-------- Data excerpts --------
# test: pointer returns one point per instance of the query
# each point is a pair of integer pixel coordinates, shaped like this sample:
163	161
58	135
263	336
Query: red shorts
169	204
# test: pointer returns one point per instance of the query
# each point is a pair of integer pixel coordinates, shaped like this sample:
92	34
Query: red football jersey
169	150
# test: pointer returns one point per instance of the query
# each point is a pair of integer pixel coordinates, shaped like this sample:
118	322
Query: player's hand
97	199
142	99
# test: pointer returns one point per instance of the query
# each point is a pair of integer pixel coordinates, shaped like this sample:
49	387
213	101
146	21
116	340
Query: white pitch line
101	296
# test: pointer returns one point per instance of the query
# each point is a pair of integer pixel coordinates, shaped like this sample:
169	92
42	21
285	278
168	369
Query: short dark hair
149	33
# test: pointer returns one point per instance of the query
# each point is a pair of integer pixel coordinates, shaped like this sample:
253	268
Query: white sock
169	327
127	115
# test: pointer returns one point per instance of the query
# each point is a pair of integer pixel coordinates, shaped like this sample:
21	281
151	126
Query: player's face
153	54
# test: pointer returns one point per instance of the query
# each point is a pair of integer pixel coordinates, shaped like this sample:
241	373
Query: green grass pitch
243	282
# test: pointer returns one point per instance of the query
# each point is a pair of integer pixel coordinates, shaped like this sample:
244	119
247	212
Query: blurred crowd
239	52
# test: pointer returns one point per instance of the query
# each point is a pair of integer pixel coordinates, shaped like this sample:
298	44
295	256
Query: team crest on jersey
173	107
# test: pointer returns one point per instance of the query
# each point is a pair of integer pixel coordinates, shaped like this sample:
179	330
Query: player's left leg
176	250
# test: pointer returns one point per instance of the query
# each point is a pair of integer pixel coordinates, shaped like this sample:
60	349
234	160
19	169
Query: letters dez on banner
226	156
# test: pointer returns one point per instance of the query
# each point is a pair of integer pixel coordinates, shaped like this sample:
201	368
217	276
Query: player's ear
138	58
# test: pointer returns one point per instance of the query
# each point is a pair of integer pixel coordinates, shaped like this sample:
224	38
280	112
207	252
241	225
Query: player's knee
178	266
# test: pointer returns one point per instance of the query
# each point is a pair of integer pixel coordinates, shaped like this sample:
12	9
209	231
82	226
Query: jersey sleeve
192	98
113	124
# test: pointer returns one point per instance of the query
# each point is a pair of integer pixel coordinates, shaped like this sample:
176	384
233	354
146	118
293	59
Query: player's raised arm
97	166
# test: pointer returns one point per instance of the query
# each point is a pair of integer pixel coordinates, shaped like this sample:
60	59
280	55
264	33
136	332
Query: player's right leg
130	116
--------
From the first line to the last, retype the data exactly.

Written answer:
# test: pointer returns one point per instance of the query
# each point is a pair of integer pixel coordinates, shaped like this sample:
163	161
58	135
263	336
Query: red shorts
169	204
# test: pointer returns one point per instance of the query
# each point is a pair of integer pixel coordinates, shaped like this sample:
92	34
Query: red football jersey
169	150
# test: pointer returns one point per instance of the query
# each point is a pair of integer pixel coordinates, shaped like this sample:
118	322
Query: player's hand
97	199
142	99
# test: pointer returns one point per instance of the query
# each point is a pair of integer pixel coordinates, shaped like this sample:
49	387
213	101
146	21
116	340
Query: white pitch line
101	296
# test: pointer returns one point per instance of the query
# each point is a pair of integer pixel coordinates, shaped like this sample:
169	92
42	21
285	278
168	369
Query: short dark hair
149	33
# test: pointer returns one point per instance of the query
# each point is a pair of integer pixel coordinates, shaped like this sample:
253	268
Query: white sock
169	327
127	115
# test: pointer returns one point per instance of the query
# each point is a pair of integer pixel coordinates, shaped like this sample:
21	281
151	126
Query: player's face
153	54
# test: pointer returns one point per instance of the query
# each point is a pair of integer pixel coordinates, shaped like this sample:
241	373
Query: green grass pitch
243	282
# test: pointer returns one point per instance of the query
# each point is a pair of integer pixel coordinates, shaped like this sample:
244	119
247	212
Query: blurred crowd
239	52
# test: pointer returns one point per instance of the query
# each point is a pair of integer pixel coordinates, shaped like this sample:
298	44
295	256
Query: team crest on jersey
173	107
# test: pointer returns one point per instance of the query
# each point is a pair of integer pixel coordinates, shaped like this sample:
179	330
Query: player's left leg
176	250
# test: pointer returns one point per instance of the query
# each point is a pair of integer pixel coordinates, shaped like this sample:
60	349
234	160
19	169
Query: letters dez on banner
226	156
# test: pointer returns one point per instance of the query
# each point is a pair of integer pixel coordinates, shaped like this sample:
201	368
217	276
Query: player's ear
138	58
# test: pointer returns one point per instance of the query
# each point is a pair of integer pixel coordinates, shaped like this sample:
224	38
280	112
207	252
241	225
Query: player's knee
178	266
# test: pointer returns one point per instance of the query
# each point is a pair of integer pixel coordinates, shaped like this sample:
12	9
209	231
82	226
Query: jersey sleeve
192	98
113	124
# test: pointer returns one point per instance of the query
# each point is a pair of integer pixel coordinates, shaped like this sample:
176	384
233	354
146	118
293	59
Query: player's raised arm
97	166
# test: pointer returns one point per instance of the query
# each point is a pair of integer pixel coordinates, shaped like this sample:
60	59
280	55
264	33
136	332
Query: player's right leg
130	116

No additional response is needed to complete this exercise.